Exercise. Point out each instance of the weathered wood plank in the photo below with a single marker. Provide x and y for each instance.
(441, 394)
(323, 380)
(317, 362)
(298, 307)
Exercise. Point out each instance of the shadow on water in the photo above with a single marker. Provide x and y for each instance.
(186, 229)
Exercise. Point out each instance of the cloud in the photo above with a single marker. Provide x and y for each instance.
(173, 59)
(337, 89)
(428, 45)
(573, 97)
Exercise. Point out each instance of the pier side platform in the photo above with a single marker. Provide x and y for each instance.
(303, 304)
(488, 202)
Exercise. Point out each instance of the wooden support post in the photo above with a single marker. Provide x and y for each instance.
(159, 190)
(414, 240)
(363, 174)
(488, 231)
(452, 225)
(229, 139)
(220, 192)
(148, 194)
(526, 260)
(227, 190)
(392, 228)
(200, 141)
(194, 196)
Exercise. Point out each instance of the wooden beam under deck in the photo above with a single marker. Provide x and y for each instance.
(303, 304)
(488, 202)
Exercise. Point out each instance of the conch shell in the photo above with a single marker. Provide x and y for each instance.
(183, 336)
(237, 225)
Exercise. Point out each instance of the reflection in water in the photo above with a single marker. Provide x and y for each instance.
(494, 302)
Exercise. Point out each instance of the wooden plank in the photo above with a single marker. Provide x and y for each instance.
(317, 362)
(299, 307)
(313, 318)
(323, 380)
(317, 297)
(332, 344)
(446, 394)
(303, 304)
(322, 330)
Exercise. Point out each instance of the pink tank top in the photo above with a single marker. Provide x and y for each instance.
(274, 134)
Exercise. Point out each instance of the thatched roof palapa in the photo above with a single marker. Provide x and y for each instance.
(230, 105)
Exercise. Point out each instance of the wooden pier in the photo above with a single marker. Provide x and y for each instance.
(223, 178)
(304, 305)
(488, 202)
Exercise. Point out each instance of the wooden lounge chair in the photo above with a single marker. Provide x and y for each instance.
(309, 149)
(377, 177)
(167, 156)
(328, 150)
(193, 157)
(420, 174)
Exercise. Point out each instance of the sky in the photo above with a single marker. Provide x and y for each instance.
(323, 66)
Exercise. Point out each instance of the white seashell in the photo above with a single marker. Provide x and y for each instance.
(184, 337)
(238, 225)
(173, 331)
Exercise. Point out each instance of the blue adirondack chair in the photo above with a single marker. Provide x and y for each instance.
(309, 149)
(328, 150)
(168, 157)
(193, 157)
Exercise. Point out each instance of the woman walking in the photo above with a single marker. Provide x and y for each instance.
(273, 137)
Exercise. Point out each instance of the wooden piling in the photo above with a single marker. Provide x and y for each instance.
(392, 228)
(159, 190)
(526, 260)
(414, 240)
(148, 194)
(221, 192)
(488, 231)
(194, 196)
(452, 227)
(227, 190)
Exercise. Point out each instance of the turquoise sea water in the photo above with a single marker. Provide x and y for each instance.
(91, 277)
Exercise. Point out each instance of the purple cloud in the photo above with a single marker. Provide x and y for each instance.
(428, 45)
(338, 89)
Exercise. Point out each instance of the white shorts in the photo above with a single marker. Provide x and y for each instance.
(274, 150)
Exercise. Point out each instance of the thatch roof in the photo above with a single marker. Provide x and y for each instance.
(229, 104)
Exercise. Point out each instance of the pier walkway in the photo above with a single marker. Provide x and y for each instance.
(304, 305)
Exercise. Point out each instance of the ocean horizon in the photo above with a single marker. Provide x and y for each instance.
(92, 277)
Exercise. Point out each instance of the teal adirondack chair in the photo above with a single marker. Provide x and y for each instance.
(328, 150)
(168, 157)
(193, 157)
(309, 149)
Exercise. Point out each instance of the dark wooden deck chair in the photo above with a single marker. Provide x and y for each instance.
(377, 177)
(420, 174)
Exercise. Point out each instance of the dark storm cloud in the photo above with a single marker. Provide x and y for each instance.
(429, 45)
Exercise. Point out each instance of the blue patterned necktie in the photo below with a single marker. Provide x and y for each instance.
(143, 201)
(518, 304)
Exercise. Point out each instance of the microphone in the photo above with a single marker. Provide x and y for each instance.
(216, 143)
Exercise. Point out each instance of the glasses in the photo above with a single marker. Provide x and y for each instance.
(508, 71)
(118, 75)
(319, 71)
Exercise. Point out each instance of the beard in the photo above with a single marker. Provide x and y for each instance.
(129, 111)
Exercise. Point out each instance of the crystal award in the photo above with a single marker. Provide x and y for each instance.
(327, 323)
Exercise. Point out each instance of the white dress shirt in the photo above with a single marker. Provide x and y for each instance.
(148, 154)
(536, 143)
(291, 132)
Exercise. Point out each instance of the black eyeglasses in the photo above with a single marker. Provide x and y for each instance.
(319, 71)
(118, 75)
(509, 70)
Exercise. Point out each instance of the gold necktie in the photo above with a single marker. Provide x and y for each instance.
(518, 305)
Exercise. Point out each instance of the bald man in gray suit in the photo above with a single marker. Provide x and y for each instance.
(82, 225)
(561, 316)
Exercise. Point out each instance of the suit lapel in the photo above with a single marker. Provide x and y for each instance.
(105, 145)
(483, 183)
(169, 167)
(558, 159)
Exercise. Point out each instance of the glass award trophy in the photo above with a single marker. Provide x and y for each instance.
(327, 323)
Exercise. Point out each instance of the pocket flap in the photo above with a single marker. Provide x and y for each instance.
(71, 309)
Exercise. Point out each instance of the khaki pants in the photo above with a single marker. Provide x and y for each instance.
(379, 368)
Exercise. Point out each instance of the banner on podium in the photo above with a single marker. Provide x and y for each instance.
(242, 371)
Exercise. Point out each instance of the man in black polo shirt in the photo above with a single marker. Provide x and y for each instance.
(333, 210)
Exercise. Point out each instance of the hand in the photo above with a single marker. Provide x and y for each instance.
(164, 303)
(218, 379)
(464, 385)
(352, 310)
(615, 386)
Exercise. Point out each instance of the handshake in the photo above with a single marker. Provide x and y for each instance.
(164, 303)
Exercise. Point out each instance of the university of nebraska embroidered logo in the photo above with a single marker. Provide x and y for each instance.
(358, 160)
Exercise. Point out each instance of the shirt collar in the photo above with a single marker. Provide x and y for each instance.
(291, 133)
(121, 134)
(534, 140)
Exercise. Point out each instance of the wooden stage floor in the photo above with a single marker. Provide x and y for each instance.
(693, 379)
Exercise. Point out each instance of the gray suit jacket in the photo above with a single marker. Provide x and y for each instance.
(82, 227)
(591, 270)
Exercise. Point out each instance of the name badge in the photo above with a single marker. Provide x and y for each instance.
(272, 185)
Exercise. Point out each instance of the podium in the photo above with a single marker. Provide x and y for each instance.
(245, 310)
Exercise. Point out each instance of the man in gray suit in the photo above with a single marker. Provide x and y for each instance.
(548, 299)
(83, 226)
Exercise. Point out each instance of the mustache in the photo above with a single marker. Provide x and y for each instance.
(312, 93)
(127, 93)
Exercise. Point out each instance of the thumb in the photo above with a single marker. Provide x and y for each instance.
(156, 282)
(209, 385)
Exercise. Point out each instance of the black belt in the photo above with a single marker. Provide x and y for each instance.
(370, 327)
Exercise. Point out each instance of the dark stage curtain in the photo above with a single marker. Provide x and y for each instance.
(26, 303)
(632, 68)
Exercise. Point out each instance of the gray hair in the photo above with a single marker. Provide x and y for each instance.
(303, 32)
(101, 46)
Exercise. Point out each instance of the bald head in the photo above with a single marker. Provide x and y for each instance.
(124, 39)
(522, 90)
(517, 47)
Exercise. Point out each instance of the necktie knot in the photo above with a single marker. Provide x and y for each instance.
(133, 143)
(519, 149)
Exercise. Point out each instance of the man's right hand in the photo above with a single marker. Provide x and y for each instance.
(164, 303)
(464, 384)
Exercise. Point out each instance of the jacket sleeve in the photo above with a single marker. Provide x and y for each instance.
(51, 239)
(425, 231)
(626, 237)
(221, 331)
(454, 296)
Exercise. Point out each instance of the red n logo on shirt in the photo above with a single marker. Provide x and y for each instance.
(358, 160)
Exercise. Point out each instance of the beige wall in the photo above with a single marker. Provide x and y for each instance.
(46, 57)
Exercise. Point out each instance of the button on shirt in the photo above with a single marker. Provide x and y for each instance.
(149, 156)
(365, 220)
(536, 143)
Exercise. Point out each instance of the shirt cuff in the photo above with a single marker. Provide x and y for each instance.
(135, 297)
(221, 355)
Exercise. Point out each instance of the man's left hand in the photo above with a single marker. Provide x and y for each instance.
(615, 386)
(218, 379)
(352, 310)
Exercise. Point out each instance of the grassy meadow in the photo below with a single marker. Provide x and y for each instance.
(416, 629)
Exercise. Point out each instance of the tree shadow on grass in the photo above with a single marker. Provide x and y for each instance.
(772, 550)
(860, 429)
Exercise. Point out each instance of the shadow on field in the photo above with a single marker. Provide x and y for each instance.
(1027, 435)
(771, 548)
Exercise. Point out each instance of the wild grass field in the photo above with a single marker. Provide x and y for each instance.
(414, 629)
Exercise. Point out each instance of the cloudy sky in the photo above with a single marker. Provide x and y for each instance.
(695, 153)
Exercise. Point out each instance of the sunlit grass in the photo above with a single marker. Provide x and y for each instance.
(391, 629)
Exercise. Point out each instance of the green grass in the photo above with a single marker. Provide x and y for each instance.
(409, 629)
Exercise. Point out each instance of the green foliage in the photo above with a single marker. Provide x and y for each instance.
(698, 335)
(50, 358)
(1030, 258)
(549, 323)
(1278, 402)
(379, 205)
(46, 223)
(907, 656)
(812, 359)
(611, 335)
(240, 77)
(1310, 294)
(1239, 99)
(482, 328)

◆ **YOUR OBJECTIVE**
Set down exactly what runs from the line containing "Exercise. Point out each instance of the green grass" through the last line above, both lines included.

◆ **ANSWER TO THIS TASK**
Exercise. Point out each instance of the green grass in the photo above with a single marker. Provide x and y for each instance.
(409, 629)
Exercise. Point out each instance of the green foliage in the photo above with a single marker. Provide x and y for each instance.
(698, 335)
(50, 358)
(1030, 258)
(549, 323)
(1278, 402)
(379, 205)
(46, 223)
(907, 656)
(812, 359)
(611, 335)
(240, 77)
(1310, 294)
(1239, 99)
(482, 328)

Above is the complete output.